Your answer must be the records below repeated word for word, with no pictures in it.

[Extracted records]
━━━━
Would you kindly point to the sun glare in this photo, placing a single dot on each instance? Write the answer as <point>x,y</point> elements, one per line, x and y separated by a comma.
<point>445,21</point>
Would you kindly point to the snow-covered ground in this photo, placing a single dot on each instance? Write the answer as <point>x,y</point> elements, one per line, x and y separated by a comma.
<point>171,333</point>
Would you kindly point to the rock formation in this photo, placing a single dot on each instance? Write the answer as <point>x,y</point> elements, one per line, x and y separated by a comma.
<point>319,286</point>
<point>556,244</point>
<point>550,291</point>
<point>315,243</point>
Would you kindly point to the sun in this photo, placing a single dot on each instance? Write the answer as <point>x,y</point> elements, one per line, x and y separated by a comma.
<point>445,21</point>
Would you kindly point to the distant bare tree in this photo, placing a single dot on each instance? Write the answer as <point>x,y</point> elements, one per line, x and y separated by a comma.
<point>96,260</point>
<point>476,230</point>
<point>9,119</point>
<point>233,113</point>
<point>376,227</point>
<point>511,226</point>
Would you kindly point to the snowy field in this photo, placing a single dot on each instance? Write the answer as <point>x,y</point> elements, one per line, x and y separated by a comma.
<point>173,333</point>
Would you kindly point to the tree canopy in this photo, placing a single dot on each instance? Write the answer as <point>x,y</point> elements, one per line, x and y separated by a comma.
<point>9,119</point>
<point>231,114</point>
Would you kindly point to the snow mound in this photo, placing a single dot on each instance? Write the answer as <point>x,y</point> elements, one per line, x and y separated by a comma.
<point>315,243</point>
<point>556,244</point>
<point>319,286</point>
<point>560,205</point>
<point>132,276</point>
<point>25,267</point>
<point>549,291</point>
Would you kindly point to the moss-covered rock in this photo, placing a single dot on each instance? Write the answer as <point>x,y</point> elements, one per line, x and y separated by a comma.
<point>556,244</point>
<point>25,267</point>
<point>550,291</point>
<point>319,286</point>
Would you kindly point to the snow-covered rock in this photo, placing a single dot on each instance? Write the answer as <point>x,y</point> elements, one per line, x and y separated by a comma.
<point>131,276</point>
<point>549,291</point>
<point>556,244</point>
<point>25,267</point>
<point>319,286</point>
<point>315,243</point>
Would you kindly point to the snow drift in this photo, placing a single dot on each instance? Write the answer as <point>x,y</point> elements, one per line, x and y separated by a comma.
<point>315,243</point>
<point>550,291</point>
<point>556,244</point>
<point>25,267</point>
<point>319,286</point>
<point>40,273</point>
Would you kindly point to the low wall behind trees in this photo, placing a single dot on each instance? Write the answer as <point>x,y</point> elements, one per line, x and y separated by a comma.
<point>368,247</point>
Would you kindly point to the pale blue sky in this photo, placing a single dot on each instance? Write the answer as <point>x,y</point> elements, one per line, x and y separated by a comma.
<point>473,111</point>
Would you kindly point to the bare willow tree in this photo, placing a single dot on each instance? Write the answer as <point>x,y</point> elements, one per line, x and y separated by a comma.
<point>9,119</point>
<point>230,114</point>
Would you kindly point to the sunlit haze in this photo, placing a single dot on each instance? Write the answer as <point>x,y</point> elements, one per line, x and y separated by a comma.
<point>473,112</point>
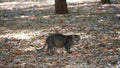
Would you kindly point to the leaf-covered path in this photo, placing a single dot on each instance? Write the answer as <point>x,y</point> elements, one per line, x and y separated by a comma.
<point>24,27</point>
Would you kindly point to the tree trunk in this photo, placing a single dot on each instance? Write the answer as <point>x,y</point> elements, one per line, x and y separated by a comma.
<point>105,1</point>
<point>61,7</point>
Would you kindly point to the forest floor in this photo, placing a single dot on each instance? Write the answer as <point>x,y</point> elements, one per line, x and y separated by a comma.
<point>24,28</point>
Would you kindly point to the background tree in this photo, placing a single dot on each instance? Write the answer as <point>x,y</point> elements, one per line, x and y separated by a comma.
<point>61,7</point>
<point>105,1</point>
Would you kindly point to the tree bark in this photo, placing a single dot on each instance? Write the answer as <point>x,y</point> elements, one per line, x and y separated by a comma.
<point>61,7</point>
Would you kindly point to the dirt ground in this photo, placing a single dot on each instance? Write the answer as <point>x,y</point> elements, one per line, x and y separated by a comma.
<point>25,26</point>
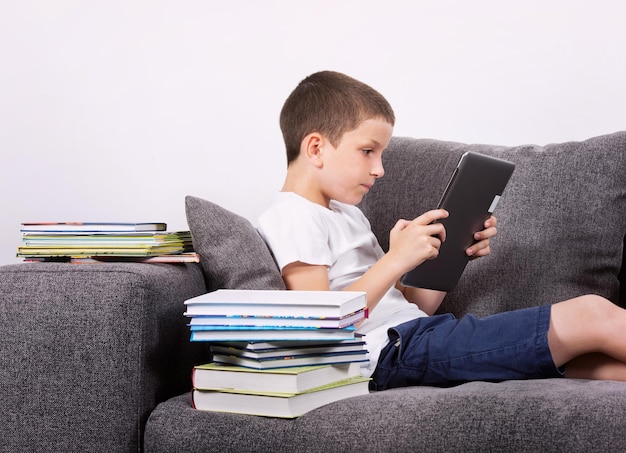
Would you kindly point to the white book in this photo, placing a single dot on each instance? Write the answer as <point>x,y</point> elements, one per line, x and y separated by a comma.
<point>320,304</point>
<point>278,405</point>
<point>214,376</point>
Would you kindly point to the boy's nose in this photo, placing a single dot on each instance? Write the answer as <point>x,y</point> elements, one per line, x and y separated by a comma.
<point>378,170</point>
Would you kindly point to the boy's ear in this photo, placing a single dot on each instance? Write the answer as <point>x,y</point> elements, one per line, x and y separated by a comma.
<point>312,146</point>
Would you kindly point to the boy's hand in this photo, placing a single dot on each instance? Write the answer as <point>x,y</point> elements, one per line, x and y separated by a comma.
<point>482,247</point>
<point>411,242</point>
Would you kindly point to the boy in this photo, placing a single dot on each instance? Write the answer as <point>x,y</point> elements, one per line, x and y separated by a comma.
<point>335,130</point>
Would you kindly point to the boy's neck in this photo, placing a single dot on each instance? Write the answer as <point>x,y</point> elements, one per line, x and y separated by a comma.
<point>301,183</point>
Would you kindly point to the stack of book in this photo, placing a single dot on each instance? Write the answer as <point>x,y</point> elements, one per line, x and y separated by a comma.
<point>104,241</point>
<point>277,353</point>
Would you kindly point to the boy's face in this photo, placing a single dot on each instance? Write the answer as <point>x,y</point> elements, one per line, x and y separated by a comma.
<point>351,168</point>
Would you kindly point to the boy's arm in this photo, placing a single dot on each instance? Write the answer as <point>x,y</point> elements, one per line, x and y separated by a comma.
<point>412,242</point>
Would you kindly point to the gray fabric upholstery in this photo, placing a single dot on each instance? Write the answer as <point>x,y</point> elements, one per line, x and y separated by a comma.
<point>515,416</point>
<point>561,220</point>
<point>232,253</point>
<point>87,351</point>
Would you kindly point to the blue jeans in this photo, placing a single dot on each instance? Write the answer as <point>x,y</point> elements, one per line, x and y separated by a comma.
<point>443,351</point>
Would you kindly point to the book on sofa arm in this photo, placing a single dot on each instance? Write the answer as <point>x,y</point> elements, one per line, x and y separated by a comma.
<point>470,198</point>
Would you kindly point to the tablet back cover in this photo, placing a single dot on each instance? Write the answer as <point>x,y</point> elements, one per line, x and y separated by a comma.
<point>470,197</point>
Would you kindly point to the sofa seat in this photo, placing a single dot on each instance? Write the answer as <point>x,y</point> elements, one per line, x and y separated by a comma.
<point>512,416</point>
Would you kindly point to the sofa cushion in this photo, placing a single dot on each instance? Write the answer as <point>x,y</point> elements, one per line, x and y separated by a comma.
<point>561,221</point>
<point>514,416</point>
<point>232,253</point>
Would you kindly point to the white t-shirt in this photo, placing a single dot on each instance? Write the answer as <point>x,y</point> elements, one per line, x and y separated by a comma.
<point>296,229</point>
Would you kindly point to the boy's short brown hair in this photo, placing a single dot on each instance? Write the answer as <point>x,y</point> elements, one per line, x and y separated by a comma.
<point>332,104</point>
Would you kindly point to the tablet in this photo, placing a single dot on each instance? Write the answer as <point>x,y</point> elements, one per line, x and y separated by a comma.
<point>470,198</point>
━━━━
ANSWER
Would you kindly point to the sun glare in this photo, placing a single dot on each instance? Write the answer as <point>x,y</point> elements, one per line, x and y separated by a comma.
<point>445,21</point>
Would you kindly point to the snow-covered ground in this photo, placing a single dot on each instance? Write the answer as <point>x,y</point> elements, one per line, x and y separated by a comma.
<point>171,333</point>
Would you kindly point to the rock formation in this photo, placing a single dot on each instance? Write the answer as <point>x,y</point> elements, one per line, x and y separated by a comma.
<point>319,286</point>
<point>556,244</point>
<point>550,291</point>
<point>315,243</point>
Would you kindly point to the sun in this photo, placing a single dot on each instance? Write the answer as <point>x,y</point> elements, one per line, x and y separated by a comma.
<point>445,21</point>
Would you kindly point to the distant bare tree in this photo, placing a single dot on each instance? Write the answer as <point>x,y</point> elements, one per line, x and y separated by a comma.
<point>96,260</point>
<point>476,230</point>
<point>9,119</point>
<point>233,113</point>
<point>376,227</point>
<point>511,226</point>
Would you kindly point to the snowy field in this photo, placing a single dot on each instance? Write the answer as <point>x,y</point> elements, one per line, x and y separated by a comma.
<point>173,333</point>
Would you kindly point to the tree canopy in this photo, placing a single dot on each instance? Write the answer as <point>x,y</point> elements, one per line, x and y separated by a comma.
<point>9,119</point>
<point>231,114</point>
Would you kindly point to the snow mound in this photo, placing a single dot on each instance? Write the answer as <point>x,y</point> elements, one per line, x and y separated by a comma.
<point>315,243</point>
<point>556,244</point>
<point>319,286</point>
<point>560,205</point>
<point>132,276</point>
<point>25,267</point>
<point>549,291</point>
Would you kindly point to the moss-covered rock in this photo, placing a single dot on each instance? Write the answer as <point>x,y</point> elements, one per line, x and y separated by a comma.
<point>556,244</point>
<point>25,267</point>
<point>550,291</point>
<point>319,286</point>
Would you kindly point to the snow-covered rock in this photo, placing a single dot on each instance? Write the answer as <point>x,y</point> elements, one per line, x and y separated by a comma.
<point>131,276</point>
<point>549,291</point>
<point>556,244</point>
<point>25,267</point>
<point>319,286</point>
<point>315,243</point>
Would you kindly point to the snow drift in this photo, placing a single dot on each instance? Write the answer as <point>x,y</point> elements, one per line, x and y separated by a comma.
<point>315,243</point>
<point>550,291</point>
<point>556,244</point>
<point>25,267</point>
<point>319,286</point>
<point>40,273</point>
Would you kindly point to the low wall behind trees in this photo, placing a single dot on each instance? Write the answer as <point>x,y</point> elements, one per line, x and y separated by a comma.
<point>368,247</point>
Would you kindly point to the pale blue sky in this photo, placing a single dot on each instance? Write the answer as <point>x,y</point> elements, one per line, x and y separated by a comma.
<point>473,111</point>
Would you kindly point to the bare willow tree in this photo, placing a single dot on each instance? Write the answer as <point>x,y</point> elements, one per line, x and y separated by a comma.
<point>9,119</point>
<point>230,114</point>
Would you kindly point to the sunlit haze in this photo, placing a single dot on each instance? Write the answer as <point>x,y</point> elements, one per line, x and y separated by a comma.
<point>473,112</point>
Would you kindly point to the leaf-covered path in this photo, placing a single dot on each instance? Write the answer as <point>x,y</point> elements, one per line, x and y separated by a comma.
<point>24,27</point>
Would you kindly point to the tree trunk in this photo, placing a single dot on each instance? Write the answer as <point>x,y</point> elements, one per line, x and y separated by a comma.
<point>105,1</point>
<point>61,7</point>
Would you kindly point to the forest floor in this photo, placing a single dot on each instance? Write the answer as <point>x,y</point> elements, one per line, x and y separated by a comma.
<point>24,28</point>
Would you kindly point to the background tree in this photo, placing a single dot on each instance? Write the answer as <point>x,y</point> elements, one per line, x and y separated by a comma.
<point>61,7</point>
<point>105,1</point>
Would you kindly point to the tree bark in this photo, placing a single dot on each instance? Write the answer as <point>x,y</point> elements, one per line, x and y separated by a comma.
<point>61,7</point>
Would you kindly point to the dirt ground in this photo, placing a single dot on each instance? Write the answer as <point>x,y</point> elements, one per line, x and y separated by a comma.
<point>25,26</point>
Would you kindly point to the white book in this photo, placing a single dot on each instance? Write the answer as <point>x,y</point> elements, one per line, x and y separated by a comma.
<point>320,304</point>
<point>278,405</point>
<point>214,376</point>
Would you kindly point to the boy's nose in this photo, placing a single dot on each instance? Write the answer as <point>x,y</point> elements, one per line, x and y separated by a comma.
<point>378,170</point>
Would you kindly point to the boy's ear in this photo, placing a single dot on each instance? Write the answer as <point>x,y</point> elements, one per line, x and y separated by a comma.
<point>312,146</point>
Would you kindly point to the boy's hand in this photo, placing a single dot on each instance? Write the answer as <point>x,y</point> elements, one per line, x and y separated by a comma.
<point>482,247</point>
<point>411,242</point>
Would you kindly point to the boy in this photo, placing a single dot on each instance? Write the answer as <point>x,y</point> elements, one per line, x and y separated by a comma.
<point>335,130</point>
Would you kindly point to the boy's neck in this photo, placing a single dot on each instance? Write the answer as <point>x,y</point> elements, one per line, x and y separated by a comma.
<point>301,183</point>
Would you kindly point to the stack of book in this photo, placing a single dot on each instance? Write the answer as <point>x,y</point> elements, one per line, x and y separated by a comma.
<point>104,241</point>
<point>277,353</point>
Would you kindly point to the boy's face in this photo, placing a single dot on each instance? Write the answer as <point>x,y</point> elements, one per line, x and y separated by a comma.
<point>351,168</point>
Would you kindly point to the boy's arm in this photo, placing a single dot on each instance? Write the answer as <point>x,y</point> elements, one per line, x and y separated by a comma.
<point>412,242</point>
Would you kindly point to the gray fabric upholstery in this photo, placing a single dot on each instance? Write the answer as <point>x,y</point> elements, one per line, x and y separated by a comma.
<point>515,416</point>
<point>561,220</point>
<point>232,253</point>
<point>87,351</point>
Would you kindly point to the blue jeans in this photo, placing a single dot on each instance? Write the answer as <point>x,y</point> elements, one per line, x and y separated by a comma.
<point>443,351</point>
Would you kindly point to the book on sofa arm in this photo, placing a single dot on each instance? Write the answer as <point>x,y</point> elements, one per line, x and y separated by a comma.
<point>470,198</point>
Would you kindly point to the tablet back cover in this photo, placing a single dot on each instance? Write the answer as <point>x,y</point> elements, one per line, x and y separated by a comma.
<point>470,197</point>
Would you kindly point to the sofa seat in this photo, placing a single dot on each instance? Write the answer as <point>x,y</point> elements, one per line, x and y separated by a comma.
<point>512,416</point>
Would you kindly point to the sofa cushion in this photo, placing a single dot on each instance? Write the answer as <point>x,y</point> elements, one per line, x and y separated by a comma.
<point>561,221</point>
<point>514,416</point>
<point>232,253</point>
Would you kindly point to the white t-shirt in this photo, placing a single dot on each instance? Write the answer as <point>x,y</point> elements, one per line, x and y separated by a comma.
<point>296,229</point>
Would you kindly point to the boy's short brown hair in this photo, placing a single dot on each instance? Write the answer as <point>x,y</point> elements, one per line, x and y separated by a comma.
<point>332,104</point>
Would you kindly point to the tablet in this photo, placing a single dot on each instance? Write the answer as <point>x,y</point> elements, one per line, x and y separated by a comma.
<point>470,198</point>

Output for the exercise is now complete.